Region segmentation data
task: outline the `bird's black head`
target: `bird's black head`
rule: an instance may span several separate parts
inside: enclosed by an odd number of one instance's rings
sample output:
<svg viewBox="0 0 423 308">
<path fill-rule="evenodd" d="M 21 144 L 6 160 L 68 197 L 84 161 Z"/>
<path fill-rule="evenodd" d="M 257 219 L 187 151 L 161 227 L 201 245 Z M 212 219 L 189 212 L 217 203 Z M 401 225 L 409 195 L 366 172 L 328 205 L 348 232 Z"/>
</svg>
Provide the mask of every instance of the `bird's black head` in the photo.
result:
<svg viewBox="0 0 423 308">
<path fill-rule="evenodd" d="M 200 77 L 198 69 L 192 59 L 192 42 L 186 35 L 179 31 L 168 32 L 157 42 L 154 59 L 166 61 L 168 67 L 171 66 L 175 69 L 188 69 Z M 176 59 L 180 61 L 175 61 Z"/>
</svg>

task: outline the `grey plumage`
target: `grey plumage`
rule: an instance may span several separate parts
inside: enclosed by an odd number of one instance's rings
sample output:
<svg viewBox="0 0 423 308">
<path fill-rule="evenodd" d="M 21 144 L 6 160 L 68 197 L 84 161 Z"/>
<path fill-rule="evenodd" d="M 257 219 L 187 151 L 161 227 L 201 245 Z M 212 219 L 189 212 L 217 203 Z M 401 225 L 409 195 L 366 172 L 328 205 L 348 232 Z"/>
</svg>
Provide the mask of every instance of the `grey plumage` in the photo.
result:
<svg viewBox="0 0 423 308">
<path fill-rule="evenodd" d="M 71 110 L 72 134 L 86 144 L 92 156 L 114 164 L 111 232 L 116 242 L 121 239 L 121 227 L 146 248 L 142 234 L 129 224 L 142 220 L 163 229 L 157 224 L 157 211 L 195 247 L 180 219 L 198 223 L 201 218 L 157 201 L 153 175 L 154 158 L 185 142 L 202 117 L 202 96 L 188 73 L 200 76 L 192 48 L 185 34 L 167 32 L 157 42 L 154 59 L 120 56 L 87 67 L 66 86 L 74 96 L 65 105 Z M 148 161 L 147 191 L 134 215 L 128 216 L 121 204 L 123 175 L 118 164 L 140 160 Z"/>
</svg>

▶ **Do this**
Repeat every line of the material exactly as given.

▶ **Answer for this exercise**
task: outline the `bird's black head`
target: `bird's black head`
rule: an instance may span several separate parts
inside: enclosed by an odd number of one instance's rings
sample output:
<svg viewBox="0 0 423 308">
<path fill-rule="evenodd" d="M 21 144 L 6 160 L 68 197 L 84 161 Z"/>
<path fill-rule="evenodd" d="M 257 219 L 187 151 L 161 227 L 201 245 Z M 212 219 L 189 212 L 217 203 Z M 401 225 L 409 195 L 366 172 L 328 205 L 348 232 Z"/>
</svg>
Provide the mask of every instance of the `bird's black head` in the photo.
result:
<svg viewBox="0 0 423 308">
<path fill-rule="evenodd" d="M 200 77 L 198 69 L 192 59 L 192 42 L 186 35 L 179 31 L 168 32 L 157 42 L 154 59 L 166 61 L 168 67 L 171 66 L 175 69 L 188 69 Z M 176 59 L 180 61 L 175 61 Z"/>
</svg>

task: outline the `grey plumage`
target: `grey plumage`
rule: an instance may span several separate parts
inside: enclosed by an odd number of one instance's rings
sample output:
<svg viewBox="0 0 423 308">
<path fill-rule="evenodd" d="M 21 144 L 6 160 L 68 197 L 84 161 Z"/>
<path fill-rule="evenodd" d="M 257 219 L 187 151 L 161 227 L 201 245 Z M 212 219 L 189 212 L 217 203 Z M 401 225 L 409 195 L 366 172 L 328 205 L 348 232 Z"/>
</svg>
Provide the mask of every instance of the `grey plumage` in the photo.
result:
<svg viewBox="0 0 423 308">
<path fill-rule="evenodd" d="M 71 110 L 72 134 L 86 144 L 92 156 L 114 164 L 111 232 L 116 242 L 121 239 L 121 227 L 146 248 L 142 234 L 129 224 L 142 220 L 163 229 L 157 224 L 157 211 L 195 247 L 180 219 L 198 223 L 201 218 L 157 201 L 153 175 L 154 158 L 185 142 L 202 117 L 202 96 L 188 73 L 200 76 L 192 48 L 185 34 L 167 32 L 157 42 L 154 59 L 120 56 L 87 67 L 66 86 L 74 96 L 65 105 Z M 148 161 L 147 191 L 134 215 L 128 216 L 121 204 L 123 175 L 118 164 L 140 160 Z"/>
</svg>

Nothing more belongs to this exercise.